◆ Work to do
Copy the lines of the listing below verbatim, starting at the line that contains "in red jacket." and ending with the line that contains "[540,197,563,208]".

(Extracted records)
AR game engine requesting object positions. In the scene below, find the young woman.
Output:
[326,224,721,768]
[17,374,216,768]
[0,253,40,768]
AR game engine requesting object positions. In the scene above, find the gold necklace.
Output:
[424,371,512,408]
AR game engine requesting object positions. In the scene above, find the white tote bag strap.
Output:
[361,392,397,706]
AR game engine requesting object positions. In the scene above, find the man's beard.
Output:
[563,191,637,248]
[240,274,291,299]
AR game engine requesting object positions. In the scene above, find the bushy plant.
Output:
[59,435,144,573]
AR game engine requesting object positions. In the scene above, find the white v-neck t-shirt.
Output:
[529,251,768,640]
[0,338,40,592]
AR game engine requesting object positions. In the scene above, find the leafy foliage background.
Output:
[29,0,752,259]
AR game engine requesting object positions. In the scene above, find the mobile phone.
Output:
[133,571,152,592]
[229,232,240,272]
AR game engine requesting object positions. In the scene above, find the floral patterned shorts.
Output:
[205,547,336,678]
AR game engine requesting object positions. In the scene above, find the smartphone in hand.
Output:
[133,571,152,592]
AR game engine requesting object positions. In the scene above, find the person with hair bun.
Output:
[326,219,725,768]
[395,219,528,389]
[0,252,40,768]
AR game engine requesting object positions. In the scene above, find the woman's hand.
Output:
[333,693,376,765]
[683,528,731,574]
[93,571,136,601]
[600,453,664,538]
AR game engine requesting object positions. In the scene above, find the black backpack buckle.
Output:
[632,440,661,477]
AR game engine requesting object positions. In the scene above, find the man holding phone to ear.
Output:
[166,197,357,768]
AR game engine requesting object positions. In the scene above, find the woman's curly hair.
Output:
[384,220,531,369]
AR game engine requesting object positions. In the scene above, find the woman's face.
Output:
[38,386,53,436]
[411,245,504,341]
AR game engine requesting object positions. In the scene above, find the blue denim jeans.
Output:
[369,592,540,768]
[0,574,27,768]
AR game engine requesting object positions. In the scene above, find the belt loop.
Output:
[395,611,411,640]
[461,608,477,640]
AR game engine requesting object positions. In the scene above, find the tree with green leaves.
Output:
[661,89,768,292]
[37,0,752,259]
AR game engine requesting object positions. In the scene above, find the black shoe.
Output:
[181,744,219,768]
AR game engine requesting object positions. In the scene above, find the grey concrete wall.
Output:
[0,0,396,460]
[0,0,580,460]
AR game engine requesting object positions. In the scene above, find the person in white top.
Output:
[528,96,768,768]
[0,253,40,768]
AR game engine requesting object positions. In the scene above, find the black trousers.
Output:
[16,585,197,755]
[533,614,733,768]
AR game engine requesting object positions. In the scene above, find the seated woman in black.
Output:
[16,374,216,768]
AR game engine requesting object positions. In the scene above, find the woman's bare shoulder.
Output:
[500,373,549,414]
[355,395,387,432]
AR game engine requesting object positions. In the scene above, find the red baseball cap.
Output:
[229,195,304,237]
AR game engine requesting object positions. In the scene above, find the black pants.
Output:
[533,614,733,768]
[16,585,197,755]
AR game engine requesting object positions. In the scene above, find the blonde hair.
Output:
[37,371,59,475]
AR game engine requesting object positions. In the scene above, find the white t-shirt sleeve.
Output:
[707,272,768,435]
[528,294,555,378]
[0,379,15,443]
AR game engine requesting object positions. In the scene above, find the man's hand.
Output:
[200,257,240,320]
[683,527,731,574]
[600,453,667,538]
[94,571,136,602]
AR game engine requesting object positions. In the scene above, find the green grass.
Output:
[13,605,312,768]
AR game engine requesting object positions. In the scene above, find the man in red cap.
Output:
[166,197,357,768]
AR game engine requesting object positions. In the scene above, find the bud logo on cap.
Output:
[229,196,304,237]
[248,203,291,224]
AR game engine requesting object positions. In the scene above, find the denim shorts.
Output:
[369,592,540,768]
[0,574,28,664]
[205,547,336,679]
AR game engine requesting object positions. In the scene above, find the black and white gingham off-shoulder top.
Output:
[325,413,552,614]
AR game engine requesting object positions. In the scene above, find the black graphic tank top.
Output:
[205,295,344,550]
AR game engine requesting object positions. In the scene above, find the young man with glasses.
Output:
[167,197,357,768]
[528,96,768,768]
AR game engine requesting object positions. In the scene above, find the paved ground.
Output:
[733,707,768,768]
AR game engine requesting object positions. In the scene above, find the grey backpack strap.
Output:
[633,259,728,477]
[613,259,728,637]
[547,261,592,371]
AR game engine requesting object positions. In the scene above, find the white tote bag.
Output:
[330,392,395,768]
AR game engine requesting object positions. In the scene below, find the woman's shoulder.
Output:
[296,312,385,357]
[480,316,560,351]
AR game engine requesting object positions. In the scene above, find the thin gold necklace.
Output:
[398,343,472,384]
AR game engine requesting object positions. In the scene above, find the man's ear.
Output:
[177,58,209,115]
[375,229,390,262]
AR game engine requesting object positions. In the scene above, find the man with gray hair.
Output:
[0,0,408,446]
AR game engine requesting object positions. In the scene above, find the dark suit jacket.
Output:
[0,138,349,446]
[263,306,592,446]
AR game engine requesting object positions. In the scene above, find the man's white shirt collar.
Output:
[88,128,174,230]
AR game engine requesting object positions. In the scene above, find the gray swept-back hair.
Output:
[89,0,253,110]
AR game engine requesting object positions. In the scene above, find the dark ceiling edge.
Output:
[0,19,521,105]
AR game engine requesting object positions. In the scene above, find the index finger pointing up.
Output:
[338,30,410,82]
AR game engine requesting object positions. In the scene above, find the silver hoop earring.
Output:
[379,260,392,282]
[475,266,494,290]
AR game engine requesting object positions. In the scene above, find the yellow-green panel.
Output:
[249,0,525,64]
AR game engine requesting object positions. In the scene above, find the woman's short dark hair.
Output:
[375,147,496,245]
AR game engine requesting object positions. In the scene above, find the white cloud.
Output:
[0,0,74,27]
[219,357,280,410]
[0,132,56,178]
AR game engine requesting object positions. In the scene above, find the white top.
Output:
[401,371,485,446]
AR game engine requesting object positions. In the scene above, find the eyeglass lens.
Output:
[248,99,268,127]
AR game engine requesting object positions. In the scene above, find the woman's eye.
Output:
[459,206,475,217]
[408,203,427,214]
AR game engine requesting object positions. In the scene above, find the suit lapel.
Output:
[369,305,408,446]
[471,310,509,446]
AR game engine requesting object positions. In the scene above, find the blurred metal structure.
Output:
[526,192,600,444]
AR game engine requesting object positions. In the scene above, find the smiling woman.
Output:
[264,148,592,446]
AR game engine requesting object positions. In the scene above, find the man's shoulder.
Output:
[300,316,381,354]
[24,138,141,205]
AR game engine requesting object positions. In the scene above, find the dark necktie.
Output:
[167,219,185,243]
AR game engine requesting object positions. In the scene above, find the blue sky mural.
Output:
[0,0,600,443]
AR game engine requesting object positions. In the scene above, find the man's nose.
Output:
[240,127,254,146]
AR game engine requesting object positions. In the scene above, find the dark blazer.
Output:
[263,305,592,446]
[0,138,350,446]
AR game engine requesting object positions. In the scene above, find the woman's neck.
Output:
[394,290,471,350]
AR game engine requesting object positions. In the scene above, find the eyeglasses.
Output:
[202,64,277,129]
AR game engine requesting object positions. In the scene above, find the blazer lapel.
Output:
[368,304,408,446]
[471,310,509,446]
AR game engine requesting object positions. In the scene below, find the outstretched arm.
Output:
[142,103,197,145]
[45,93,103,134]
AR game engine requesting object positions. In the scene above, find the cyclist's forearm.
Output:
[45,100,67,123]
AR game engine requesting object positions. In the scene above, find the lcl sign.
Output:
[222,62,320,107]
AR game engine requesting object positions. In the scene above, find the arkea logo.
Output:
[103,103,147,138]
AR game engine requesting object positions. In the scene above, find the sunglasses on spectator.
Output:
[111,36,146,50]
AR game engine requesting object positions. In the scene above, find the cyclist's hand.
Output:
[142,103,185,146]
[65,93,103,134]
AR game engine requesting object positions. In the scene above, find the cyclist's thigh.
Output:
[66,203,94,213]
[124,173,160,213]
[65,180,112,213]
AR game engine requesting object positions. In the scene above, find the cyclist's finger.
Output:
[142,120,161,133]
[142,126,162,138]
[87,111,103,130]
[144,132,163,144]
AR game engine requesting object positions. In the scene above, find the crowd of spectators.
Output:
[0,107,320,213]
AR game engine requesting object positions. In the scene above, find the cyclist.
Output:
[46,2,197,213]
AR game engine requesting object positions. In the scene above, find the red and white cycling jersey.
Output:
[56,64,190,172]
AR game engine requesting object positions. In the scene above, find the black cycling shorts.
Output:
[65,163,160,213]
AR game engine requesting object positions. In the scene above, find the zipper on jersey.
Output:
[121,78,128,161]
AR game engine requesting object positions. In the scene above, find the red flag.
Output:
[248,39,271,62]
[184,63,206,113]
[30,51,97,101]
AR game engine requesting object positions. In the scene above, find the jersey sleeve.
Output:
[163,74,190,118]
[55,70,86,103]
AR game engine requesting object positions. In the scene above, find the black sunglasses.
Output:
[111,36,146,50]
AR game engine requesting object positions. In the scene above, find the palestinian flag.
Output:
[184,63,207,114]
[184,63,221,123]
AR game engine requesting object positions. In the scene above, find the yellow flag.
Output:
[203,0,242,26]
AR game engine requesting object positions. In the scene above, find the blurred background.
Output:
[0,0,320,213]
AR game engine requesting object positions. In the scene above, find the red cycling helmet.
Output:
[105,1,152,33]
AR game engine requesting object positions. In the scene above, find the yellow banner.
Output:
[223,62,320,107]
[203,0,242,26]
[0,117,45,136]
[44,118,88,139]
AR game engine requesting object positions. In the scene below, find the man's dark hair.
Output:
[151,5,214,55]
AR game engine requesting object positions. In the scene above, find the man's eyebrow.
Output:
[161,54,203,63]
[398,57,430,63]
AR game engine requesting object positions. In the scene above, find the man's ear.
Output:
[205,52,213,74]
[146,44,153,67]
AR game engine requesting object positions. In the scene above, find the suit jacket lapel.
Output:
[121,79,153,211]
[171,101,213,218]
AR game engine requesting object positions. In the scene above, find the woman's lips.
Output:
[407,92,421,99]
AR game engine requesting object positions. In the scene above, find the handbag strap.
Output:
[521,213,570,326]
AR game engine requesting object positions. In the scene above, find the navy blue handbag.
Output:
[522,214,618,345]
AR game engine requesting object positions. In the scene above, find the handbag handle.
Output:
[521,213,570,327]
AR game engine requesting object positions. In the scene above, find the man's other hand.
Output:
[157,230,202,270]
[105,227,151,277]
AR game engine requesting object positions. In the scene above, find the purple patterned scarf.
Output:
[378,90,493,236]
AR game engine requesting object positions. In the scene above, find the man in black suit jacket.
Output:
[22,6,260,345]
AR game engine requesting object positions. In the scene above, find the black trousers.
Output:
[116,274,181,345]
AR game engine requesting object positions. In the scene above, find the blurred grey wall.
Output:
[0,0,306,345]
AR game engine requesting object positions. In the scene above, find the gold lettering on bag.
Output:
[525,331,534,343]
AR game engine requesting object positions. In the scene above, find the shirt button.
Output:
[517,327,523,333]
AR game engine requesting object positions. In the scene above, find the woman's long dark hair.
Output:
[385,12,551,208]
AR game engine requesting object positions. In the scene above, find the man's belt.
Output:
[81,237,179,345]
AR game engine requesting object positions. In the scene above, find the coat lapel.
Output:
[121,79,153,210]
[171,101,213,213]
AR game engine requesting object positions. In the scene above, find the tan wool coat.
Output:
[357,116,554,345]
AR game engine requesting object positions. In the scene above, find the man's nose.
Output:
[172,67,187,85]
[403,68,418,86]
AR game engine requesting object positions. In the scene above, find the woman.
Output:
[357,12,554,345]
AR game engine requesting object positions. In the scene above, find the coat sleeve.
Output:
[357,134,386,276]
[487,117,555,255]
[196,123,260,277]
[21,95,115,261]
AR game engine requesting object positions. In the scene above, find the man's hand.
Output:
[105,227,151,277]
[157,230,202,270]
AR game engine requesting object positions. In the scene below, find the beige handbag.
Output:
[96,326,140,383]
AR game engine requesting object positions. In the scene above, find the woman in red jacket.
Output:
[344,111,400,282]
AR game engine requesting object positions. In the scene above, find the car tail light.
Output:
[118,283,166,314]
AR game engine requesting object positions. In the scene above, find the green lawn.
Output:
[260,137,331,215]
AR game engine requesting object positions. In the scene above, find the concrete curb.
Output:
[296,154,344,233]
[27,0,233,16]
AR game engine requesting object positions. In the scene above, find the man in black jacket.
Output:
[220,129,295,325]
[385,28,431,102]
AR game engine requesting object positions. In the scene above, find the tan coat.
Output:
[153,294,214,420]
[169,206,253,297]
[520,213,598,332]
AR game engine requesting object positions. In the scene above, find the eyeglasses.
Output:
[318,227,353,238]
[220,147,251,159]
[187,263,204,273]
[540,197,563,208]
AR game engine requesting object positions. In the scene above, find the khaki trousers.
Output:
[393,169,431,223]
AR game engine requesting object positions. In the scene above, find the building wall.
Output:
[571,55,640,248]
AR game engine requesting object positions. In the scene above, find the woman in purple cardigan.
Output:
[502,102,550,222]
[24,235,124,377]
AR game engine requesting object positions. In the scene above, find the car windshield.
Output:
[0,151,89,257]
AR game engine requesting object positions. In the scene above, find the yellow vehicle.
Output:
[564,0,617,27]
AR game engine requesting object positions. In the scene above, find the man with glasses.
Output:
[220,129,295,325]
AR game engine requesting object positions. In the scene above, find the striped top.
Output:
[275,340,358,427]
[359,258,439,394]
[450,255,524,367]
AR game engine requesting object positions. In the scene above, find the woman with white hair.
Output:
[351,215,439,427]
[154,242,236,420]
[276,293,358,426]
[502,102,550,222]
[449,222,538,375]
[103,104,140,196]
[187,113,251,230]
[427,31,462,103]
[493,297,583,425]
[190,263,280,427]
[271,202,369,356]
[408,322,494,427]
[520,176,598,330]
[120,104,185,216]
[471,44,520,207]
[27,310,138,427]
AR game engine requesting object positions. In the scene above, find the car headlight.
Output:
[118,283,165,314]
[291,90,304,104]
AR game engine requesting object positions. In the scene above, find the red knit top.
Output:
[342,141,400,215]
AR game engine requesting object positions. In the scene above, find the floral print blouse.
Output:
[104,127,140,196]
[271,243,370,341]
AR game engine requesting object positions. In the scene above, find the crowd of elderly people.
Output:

◆ Output of the exercise
AR game engine requesting object positions. In the scene above, find the woman in red jacket.
Output:
[344,111,400,282]
AR game engine requesting object positions. In the scene above, find the car tail light.
Output:
[118,283,166,314]
AR game engine requesting object positions. In the scene above, find the green lawn.
Output:
[260,137,331,215]
AR game engine requesting object positions. In the scene above, find the concrete curb.
Output:
[296,154,344,233]
[27,0,233,16]
AR game engine requesting object positions. In the scene above, find the man in black jacket.
Output:
[220,129,295,325]
[385,28,431,102]
AR game engine requesting object positions. In the scene above, find the tan coat.
Output:
[153,294,214,420]
[169,206,253,297]
[520,213,598,332]
AR game engine requesting object positions. In the scene above, find the eyeglasses.
Output:
[318,227,353,238]
[220,147,251,159]
[187,263,204,273]
[540,197,563,208]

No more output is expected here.